# Instructions to follow:
Reproduce each of the following rows word for word, leaving nothing out.
========
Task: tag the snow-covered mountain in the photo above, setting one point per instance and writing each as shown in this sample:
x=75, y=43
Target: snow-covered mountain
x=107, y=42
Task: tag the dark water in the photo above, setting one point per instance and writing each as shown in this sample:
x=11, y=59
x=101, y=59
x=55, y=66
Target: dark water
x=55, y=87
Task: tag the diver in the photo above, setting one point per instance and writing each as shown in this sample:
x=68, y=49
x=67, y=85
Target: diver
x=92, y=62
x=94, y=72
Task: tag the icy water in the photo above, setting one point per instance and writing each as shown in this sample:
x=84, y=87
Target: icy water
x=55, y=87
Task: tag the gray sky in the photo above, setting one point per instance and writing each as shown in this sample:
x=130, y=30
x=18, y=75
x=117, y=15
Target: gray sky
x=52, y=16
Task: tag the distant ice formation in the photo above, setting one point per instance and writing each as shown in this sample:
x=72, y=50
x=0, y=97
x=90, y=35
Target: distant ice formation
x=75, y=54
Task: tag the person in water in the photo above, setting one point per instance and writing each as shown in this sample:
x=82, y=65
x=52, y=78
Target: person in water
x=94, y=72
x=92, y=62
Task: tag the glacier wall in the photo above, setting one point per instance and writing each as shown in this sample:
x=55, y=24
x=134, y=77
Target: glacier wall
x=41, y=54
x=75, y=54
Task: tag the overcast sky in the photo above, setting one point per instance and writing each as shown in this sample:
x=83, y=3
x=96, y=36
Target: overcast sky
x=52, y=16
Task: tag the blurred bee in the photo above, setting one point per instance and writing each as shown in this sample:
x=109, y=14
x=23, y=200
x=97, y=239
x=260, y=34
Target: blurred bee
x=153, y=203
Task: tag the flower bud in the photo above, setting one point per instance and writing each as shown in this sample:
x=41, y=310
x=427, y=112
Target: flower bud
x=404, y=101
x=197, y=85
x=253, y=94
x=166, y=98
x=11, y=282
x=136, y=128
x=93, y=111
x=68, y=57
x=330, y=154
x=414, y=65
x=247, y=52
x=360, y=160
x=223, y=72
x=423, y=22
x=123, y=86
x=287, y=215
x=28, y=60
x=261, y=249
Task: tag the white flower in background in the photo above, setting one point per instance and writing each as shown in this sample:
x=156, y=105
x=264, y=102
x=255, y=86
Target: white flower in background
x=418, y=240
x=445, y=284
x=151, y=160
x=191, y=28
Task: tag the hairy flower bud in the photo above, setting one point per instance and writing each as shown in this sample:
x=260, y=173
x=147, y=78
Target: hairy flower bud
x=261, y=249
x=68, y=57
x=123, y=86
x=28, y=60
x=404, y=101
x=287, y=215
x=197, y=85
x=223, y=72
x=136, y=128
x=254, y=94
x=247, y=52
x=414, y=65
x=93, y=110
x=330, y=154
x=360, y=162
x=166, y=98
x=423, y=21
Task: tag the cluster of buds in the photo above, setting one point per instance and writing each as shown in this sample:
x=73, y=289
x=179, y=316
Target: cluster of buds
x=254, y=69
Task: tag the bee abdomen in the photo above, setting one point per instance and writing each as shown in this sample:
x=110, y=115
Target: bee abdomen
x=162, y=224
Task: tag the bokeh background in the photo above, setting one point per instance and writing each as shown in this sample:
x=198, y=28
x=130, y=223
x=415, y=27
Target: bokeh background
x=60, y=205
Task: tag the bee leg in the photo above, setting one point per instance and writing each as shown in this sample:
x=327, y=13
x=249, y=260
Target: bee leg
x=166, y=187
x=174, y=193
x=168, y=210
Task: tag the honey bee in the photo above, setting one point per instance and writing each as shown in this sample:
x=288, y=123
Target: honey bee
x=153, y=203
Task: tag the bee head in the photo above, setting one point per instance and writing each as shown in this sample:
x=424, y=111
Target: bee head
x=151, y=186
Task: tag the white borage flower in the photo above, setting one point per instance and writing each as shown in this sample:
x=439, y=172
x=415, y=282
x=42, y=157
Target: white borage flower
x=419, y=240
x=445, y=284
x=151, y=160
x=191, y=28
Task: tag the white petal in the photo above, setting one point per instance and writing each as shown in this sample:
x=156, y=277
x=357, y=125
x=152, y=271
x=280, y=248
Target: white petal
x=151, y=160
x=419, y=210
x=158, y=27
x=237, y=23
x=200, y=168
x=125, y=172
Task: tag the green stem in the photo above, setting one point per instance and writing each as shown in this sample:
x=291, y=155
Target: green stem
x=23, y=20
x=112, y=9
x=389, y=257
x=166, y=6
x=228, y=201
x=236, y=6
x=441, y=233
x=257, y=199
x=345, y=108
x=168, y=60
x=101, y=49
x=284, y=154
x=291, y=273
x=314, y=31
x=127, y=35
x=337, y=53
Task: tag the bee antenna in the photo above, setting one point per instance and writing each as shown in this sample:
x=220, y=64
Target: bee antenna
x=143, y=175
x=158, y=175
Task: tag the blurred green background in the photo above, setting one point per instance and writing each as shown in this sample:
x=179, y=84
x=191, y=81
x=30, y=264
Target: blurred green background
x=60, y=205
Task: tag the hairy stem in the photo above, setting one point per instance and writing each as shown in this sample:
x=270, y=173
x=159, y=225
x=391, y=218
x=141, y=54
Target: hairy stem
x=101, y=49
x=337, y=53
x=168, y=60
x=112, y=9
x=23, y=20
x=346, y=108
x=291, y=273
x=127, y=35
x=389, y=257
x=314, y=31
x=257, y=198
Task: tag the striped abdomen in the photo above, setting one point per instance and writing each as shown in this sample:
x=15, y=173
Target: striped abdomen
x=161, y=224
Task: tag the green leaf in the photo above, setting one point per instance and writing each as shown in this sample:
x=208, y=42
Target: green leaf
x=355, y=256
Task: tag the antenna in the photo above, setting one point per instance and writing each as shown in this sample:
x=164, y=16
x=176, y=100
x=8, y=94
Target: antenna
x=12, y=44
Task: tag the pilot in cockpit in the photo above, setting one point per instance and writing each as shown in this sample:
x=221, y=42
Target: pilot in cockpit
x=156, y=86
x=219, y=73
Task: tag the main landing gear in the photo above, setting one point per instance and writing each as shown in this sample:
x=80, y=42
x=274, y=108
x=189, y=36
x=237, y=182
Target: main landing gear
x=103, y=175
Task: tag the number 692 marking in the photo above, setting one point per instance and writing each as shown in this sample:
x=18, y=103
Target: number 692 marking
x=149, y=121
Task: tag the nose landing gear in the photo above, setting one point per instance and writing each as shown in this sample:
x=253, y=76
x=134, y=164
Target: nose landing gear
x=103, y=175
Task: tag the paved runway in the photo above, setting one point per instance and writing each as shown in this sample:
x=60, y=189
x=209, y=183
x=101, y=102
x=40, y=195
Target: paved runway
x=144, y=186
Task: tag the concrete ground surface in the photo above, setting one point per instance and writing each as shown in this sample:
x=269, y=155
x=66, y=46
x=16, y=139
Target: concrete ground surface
========
# Solved problem:
Task: tag the snow-covered mountain in the photo above, setting one point per instance and writing each as shown in this sample:
x=75, y=43
Target: snow-covered mountain
x=107, y=42
Task: tag the dark water in the photo above, setting one point per instance and writing each as shown in this sample:
x=11, y=59
x=101, y=59
x=55, y=66
Target: dark water
x=55, y=87
Task: tag the diver in the photo above, setting one point per instance and writing each as shown in this sample:
x=68, y=49
x=67, y=85
Target: diver
x=92, y=62
x=94, y=72
Task: tag the icy water in the photo above, setting one point per instance and writing each as shown in this sample:
x=84, y=87
Target: icy water
x=55, y=87
Task: tag the gray sky in the photo above, setting one point per instance and writing each as shown in this sample:
x=130, y=30
x=18, y=75
x=117, y=15
Target: gray sky
x=52, y=16
Task: tag the distant ice formation in the photo above, setting one point per instance and writing each as shown in this sample:
x=72, y=50
x=0, y=97
x=90, y=35
Target: distant ice formation
x=75, y=54
Task: tag the person in water in the photo above, setting one point per instance and writing each as shown in this sample:
x=82, y=65
x=52, y=78
Target: person in water
x=94, y=72
x=92, y=62
Task: tag the glacier wall in the photo above, setting one point per instance and writing each as shown in this sample:
x=55, y=24
x=134, y=77
Target: glacier wall
x=41, y=54
x=75, y=54
Task: tag the overcast sky in the photo above, setting one point per instance and writing each as shown in this sample:
x=83, y=3
x=96, y=36
Target: overcast sky
x=52, y=16
Task: tag the blurred bee in the photo above, setting one point per instance and writing each as shown in this sample:
x=109, y=14
x=23, y=200
x=97, y=239
x=260, y=34
Target: blurred bee
x=153, y=203
Task: tag the flower bud in the photo above, setting one point per instance and writing each as shown in this sample:
x=41, y=310
x=427, y=112
Target: flower bud
x=404, y=101
x=197, y=85
x=253, y=94
x=166, y=98
x=11, y=282
x=136, y=128
x=93, y=111
x=68, y=57
x=330, y=154
x=414, y=65
x=247, y=52
x=360, y=160
x=223, y=72
x=423, y=22
x=123, y=86
x=287, y=215
x=28, y=60
x=261, y=249
Task: tag the white flower in background in the photo above, setting one point per instance and writing each as shown in this sample:
x=156, y=105
x=264, y=102
x=255, y=86
Target: white flower in background
x=418, y=240
x=445, y=284
x=151, y=160
x=191, y=28
Task: tag the hairy flower bud in the photo above, setting one point per instance and writing each as shown in this sample:
x=260, y=173
x=147, y=78
Target: hairy flower bud
x=261, y=249
x=68, y=57
x=123, y=86
x=28, y=60
x=404, y=101
x=287, y=215
x=197, y=85
x=223, y=72
x=136, y=128
x=254, y=94
x=247, y=52
x=414, y=65
x=93, y=110
x=330, y=154
x=360, y=162
x=166, y=98
x=423, y=21
Task: tag the cluster of buds in the photo above, setting one point per instance and writing each as shown in this sample:
x=73, y=289
x=179, y=316
Target: cluster of buds
x=254, y=69
Task: tag the bee abdomen in the photo above, setting one point per instance and writing each as shown in this sample:
x=110, y=115
Target: bee abdomen
x=162, y=224
Task: tag the bokeh background in the photo above, setting one point per instance and writing each as shown in this sample:
x=198, y=28
x=130, y=223
x=415, y=27
Target: bokeh background
x=60, y=205
Task: tag the bee leg in the photo above, setting one point per instance and writing each as shown in this sample:
x=327, y=13
x=249, y=260
Target: bee leg
x=166, y=187
x=174, y=193
x=168, y=210
Task: tag the honey bee in the photo above, setting one point per instance and writing each as shown in this sample:
x=288, y=123
Target: honey bee
x=153, y=203
Task: tag the bee head in the photo above, setting one point per instance and writing each as shown in this sample:
x=424, y=111
Target: bee head
x=151, y=186
Task: tag the white borage flower in the photo above, setting one point per instance and writing each as shown in this sample:
x=439, y=172
x=415, y=282
x=42, y=157
Target: white borage flower
x=419, y=240
x=445, y=284
x=151, y=160
x=191, y=28
Task: tag the white petal in the photo above, setting one point per instance and writing each as shown in this sample:
x=156, y=277
x=357, y=125
x=152, y=271
x=280, y=248
Target: white petal
x=151, y=160
x=419, y=210
x=158, y=27
x=237, y=23
x=200, y=168
x=125, y=172
Task: tag the green stem in the photo above, setting one point per instance and writing each as shown in this sample:
x=291, y=155
Target: green stem
x=23, y=20
x=112, y=9
x=389, y=257
x=166, y=6
x=228, y=201
x=236, y=6
x=441, y=233
x=257, y=199
x=345, y=108
x=168, y=60
x=101, y=49
x=284, y=154
x=291, y=273
x=314, y=31
x=127, y=35
x=337, y=53
Task: tag the bee antenna in the photo above, setting one point per instance and writing each as shown in this sample:
x=220, y=64
Target: bee antenna
x=143, y=175
x=158, y=175
Task: tag the blurred green background in the photo above, setting one point per instance and writing each as shown in this sample:
x=179, y=84
x=191, y=81
x=30, y=264
Target: blurred green background
x=60, y=205
Task: tag the hairy stem in the photo above, setting one point per instance and writing each as shown in this sample:
x=270, y=173
x=159, y=225
x=391, y=218
x=141, y=54
Target: hairy stem
x=101, y=49
x=337, y=53
x=168, y=60
x=112, y=9
x=23, y=20
x=346, y=108
x=291, y=273
x=127, y=35
x=389, y=257
x=314, y=31
x=257, y=198
Task: tag the striped abdomen in the photo above, setting one point per instance and writing each as shown in this sample:
x=15, y=173
Target: striped abdomen
x=161, y=224
Task: tag the green leaf in the photo above, setting one point per instance and writing each as shown in this sample:
x=208, y=42
Target: green leaf
x=355, y=256
Task: tag the antenna in the photo above, setting one point per instance and writing each as shown in this sample:
x=164, y=16
x=176, y=100
x=8, y=94
Target: antenna
x=12, y=44
Task: tag the pilot in cockpit in the photo above, setting one point per instance and writing each as shown in this sample:
x=221, y=42
Target: pilot in cockpit
x=156, y=86
x=219, y=73
Task: tag the main landing gear in the photo above, setting one point per instance and writing each as shown in this sample:
x=80, y=42
x=274, y=108
x=189, y=36
x=237, y=182
Target: main landing gear
x=103, y=175
Task: tag the number 692 marking in the photo above, setting one point per instance and writing each as shown in this sample:
x=18, y=103
Target: number 692 marking
x=149, y=121
Task: tag the nose landing gear in the photo above, setting one point per instance and writing each as shown in this sample:
x=253, y=76
x=134, y=164
Target: nose landing gear
x=103, y=175
Task: tag the paved runway in the photo above, setting one point per instance and writing each as shown in this sample:
x=60, y=189
x=209, y=183
x=101, y=102
x=40, y=195
Target: paved runway
x=144, y=186
Task: tag the concrete ground surface in the photo above, setting one point per instance and writing each as shown in this sample:
x=269, y=155
x=66, y=46
x=16, y=139
Target: concrete ground surface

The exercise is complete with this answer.